* **Text block**:

+ + + +

I believe DOOM was 1993, 17 years ago....A long long time in regards to the internet, would explain certain previous comments to.
RS
@22...
Oh Addinall, you can’t just can’t help that adolescent stupidity - "get a job", LOL...What brilliance [sic]. What debating tecniques [sic].
Gee you sound like another insignificant, can't quite put my finger on who, as he's also, quite forgettable... Anyway.
You sadly are unable to make your point, without an idiotic swipe, eh?
As such and reading your opinions, it is obvious that you have been in the "old school" comfort zone and away from cutting edge tech, for way too long.
Time for the glue factory for you, I'm afraid!
RS
techniques :-)
gnome
@Addinall, what is it about "Wireless does not, and never will have, the capability to provide a full national network" that you don't understand?
Wireless is a valuable coproduct to a fixed network, and will undoubtedly be further developed. But for many reasons - spectrum, capacity, latency, number of cells needed - it will never remotely be able to match the speed, reliability and sheer capacity of a fibre based network.
You probably know all this, or at least you should, so would it be too much to ask you to run a quick reality check before you take up arms again?
vbilotto
@Addinal may be colourfull with language but he makes some good points. Firstly dont get hung up with the technology involved.

+ + + +

* **Supplied data**:
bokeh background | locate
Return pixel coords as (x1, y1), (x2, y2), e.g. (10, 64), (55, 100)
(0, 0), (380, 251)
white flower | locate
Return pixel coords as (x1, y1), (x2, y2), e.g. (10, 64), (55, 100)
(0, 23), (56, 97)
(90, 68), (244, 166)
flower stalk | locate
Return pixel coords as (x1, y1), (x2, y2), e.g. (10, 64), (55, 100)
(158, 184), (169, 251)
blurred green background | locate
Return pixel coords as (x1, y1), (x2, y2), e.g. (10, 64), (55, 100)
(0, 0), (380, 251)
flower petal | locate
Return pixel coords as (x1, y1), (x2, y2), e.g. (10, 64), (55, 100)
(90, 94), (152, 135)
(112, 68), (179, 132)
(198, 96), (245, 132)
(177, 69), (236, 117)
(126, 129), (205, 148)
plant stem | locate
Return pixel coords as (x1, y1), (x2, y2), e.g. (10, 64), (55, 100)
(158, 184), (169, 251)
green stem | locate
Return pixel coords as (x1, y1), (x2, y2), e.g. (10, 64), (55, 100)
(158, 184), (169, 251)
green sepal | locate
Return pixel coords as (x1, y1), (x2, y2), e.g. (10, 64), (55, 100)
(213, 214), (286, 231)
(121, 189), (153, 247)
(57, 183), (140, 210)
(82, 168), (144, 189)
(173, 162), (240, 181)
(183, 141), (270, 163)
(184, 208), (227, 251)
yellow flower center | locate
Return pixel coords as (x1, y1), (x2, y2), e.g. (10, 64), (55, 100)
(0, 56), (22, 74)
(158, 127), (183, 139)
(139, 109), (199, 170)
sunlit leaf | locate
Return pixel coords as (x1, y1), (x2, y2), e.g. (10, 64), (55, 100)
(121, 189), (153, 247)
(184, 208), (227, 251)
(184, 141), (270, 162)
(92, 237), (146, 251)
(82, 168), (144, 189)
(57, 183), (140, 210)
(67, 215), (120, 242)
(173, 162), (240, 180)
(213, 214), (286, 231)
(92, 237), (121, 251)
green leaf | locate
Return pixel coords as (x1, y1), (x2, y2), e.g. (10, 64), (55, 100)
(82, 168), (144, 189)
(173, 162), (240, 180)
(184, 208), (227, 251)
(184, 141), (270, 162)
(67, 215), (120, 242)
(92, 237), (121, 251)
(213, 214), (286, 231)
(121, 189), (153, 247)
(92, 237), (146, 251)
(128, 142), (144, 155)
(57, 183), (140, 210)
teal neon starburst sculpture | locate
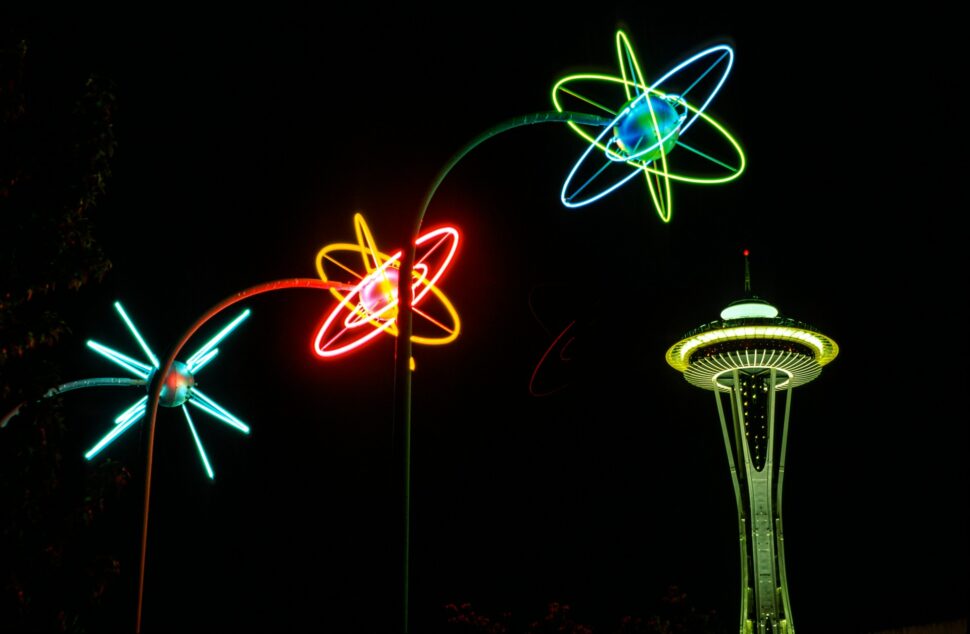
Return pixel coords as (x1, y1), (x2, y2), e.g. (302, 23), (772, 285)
(84, 302), (250, 479)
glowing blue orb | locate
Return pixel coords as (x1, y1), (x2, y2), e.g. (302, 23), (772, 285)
(611, 95), (687, 162)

+ + + +

* **To do**:
(A) In the comment thread on wireless and fiber networks, what four reasons are listed for why wireless will never match a fiber-based network?
(B) Resume the comment thread on wireless and fiber networks, picking up right after its final sentence.

* **Answers for each item**:
(A) Spectrum, capacity, latency, and the number of cells needed.

(B)
Folks like you & I would just "like" low cost, highspeed internet anywhere anytime & most businesses "need" low cost highspeed internet anywhere anytime to be truley more productive or more innovative in the way they deliver goods or services.
If Business or key community infrastrucure needs the high speed fixed line fibre, its predominatley here today & available now.
$43b is a very poor investment given the expected incremental benefits above & beyond what we get now. Its still unclear what the costs of fibre is going to be which is a rediculous situation.
What is proposed is a 100Mbps fibre network we cant take advantage of unless your literally wired up all the way to the device / pc... who is wired to anything these days?, 8 years to roll it out is outragous.. & I would doubt if there is a 50 year lifecycle for this product... we are more likely to see the pits the fibre gets laid in full of water due to rising sea levels in 50 yrs :)
I write this note on my 54Mps ( yes its a bottleneck, yes 108Mps will be here soon but so will be 4G ) home wireless network ( which I share with 3 other computer users ), whilst I get all my emails on my 3g BBerry, listen to wireless internet radio, connect at corporate office wirelessly, use my 3G network dongle when im travelling. NBN will not revolutionise Australia unless you get rid of the wire, its a flawed model with built in risk.
Sorry folks but there is no way I would invest in a $43B network that is full of bottlenecks, high risk investment and no business case... I'll wait anywhere upto 8 years for my 4/5/6/7G wireless mobile internet with improving latency, coverage, speed & cost.
HazTechDad
@Vin:
You're arguing against yourself. On one hand saying you can't get NBN 100Mbps unless you're wired, then saying you're looking forward to the upcoming 108Mb wifi. You don't think that perhaps a few million users may hook such a wifi router up to their NBN connection, thereby delivering them 108Mbps wireless?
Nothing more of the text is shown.